Музыкальные диверсанты — страница 3 из 50

«Мы тебе отрубим когти, Пуанкаре!»[4]:

Нас буржуй не полюбил,

Нас прикончить порешил,

Только зря стучат затворы,

Лапы коротки у своры,

Только зря куют оковы,

Мы к борьбе готовы!

Слышь, Раймонд,

Старый черт!

Берегись!

Мы тебе отрубим когти,

Выдернем клыки!

Брысь! Брысь! Брысь!

У буржуя во дворе лает сам Пуанкаре,

Лает, словно на Луну,

На советскую страну,

Шибко бесится старик,

Точит когти, скалит клык,

Эту старую чуму мы научим кой-чему,

Пролетарский крепнет строй,

Не возьмешь его войной!

Рисунок из сборника В. Князева «Красноармейские частушки». 1925

В ответ «Русская правда» из номера в номер чехвостила советских вождей:

На деревне бузина,

А в Кремле — Калина,

На деревне голь одна,

А в Кремле — малина.
+++
# Что требуется
Повторите фрагмент текста о частушках между «Не возьмешь его» и «Кремле — малина.» включительно, подставив «крапива» вместо «бузина».

# Исходные данные
+++
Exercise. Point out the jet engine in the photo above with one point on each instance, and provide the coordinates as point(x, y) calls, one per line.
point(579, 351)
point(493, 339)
+++
# Ответ на задание
Не возьмешь его войной!

Рисунок из сборника В. Князева «Красноармейские частушки». 1925

В ответ «Русская правда» из номера в номер чехвостила советских вождей:

На деревне крапива,

А в Кремле — Калина,

На деревне голь одна,

А в Кремле — малина.